** begin Available records **

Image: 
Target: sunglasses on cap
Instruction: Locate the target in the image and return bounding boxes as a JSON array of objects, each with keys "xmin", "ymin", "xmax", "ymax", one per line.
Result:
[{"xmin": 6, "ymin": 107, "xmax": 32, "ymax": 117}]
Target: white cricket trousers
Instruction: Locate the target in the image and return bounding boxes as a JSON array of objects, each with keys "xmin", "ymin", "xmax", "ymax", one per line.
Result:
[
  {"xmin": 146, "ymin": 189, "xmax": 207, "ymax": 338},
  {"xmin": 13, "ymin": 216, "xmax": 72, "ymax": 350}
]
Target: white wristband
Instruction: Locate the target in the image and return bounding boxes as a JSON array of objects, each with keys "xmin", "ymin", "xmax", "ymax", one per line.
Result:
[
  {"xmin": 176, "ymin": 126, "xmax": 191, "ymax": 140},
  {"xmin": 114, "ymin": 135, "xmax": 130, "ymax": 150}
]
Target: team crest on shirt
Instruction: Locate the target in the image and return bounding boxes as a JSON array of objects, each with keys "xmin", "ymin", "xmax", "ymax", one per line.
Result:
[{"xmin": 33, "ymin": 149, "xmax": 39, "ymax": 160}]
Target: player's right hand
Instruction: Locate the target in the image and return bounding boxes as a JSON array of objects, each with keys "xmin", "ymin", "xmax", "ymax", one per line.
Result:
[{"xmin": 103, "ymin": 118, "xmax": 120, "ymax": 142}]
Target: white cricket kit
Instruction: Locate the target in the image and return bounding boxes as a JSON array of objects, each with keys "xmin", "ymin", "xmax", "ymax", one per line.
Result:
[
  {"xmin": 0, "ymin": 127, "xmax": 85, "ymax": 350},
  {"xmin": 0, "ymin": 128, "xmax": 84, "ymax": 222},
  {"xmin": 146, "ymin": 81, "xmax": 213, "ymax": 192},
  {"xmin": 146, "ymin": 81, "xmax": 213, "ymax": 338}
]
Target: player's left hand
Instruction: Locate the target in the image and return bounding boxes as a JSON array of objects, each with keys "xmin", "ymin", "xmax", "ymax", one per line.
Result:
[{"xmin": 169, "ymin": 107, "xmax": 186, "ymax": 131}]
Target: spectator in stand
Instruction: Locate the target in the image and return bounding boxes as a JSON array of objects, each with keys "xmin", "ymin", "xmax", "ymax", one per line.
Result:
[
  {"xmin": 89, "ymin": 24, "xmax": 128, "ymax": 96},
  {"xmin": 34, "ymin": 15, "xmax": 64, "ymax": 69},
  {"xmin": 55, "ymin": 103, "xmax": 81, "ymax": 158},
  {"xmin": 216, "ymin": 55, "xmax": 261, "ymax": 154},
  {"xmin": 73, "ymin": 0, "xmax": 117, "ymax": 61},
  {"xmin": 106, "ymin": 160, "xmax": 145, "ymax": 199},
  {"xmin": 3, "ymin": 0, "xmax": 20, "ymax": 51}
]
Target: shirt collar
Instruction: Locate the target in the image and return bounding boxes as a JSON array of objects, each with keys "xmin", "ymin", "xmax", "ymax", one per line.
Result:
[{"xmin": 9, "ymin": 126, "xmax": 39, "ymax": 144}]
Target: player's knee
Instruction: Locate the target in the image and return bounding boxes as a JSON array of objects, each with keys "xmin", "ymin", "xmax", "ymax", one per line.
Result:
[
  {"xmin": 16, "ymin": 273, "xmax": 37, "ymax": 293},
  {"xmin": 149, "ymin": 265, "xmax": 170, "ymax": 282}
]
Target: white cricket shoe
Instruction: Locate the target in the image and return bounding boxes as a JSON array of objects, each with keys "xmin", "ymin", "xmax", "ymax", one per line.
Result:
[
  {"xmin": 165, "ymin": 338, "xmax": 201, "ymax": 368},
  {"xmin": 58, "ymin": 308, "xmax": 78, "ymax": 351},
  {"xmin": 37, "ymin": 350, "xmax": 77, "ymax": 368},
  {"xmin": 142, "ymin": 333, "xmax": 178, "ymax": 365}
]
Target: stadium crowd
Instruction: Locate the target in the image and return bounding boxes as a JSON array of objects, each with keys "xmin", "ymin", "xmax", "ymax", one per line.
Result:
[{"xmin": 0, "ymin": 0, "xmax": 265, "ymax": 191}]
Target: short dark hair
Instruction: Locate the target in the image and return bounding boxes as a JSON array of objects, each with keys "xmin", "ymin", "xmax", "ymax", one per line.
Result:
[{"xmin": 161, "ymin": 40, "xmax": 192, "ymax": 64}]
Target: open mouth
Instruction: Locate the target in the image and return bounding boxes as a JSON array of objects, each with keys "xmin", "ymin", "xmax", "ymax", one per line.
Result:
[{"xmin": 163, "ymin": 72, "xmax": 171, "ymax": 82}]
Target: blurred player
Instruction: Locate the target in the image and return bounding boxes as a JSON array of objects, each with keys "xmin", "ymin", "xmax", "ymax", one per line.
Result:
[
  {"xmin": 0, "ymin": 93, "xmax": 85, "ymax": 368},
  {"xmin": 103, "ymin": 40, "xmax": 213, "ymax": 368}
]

** end Available records **

◆ **Job**: Reproduce, without any change, the stretch of lines from the one containing "Target: blurred player" through the end of the entries above.

◆ **Solution to this task**:
Target: blurred player
Instruction: Locate the target in the image and return bounding boxes as a JSON array of objects, each with keys "xmin", "ymin", "xmax", "ymax", one per line.
Result:
[
  {"xmin": 0, "ymin": 93, "xmax": 85, "ymax": 368},
  {"xmin": 103, "ymin": 40, "xmax": 213, "ymax": 368}
]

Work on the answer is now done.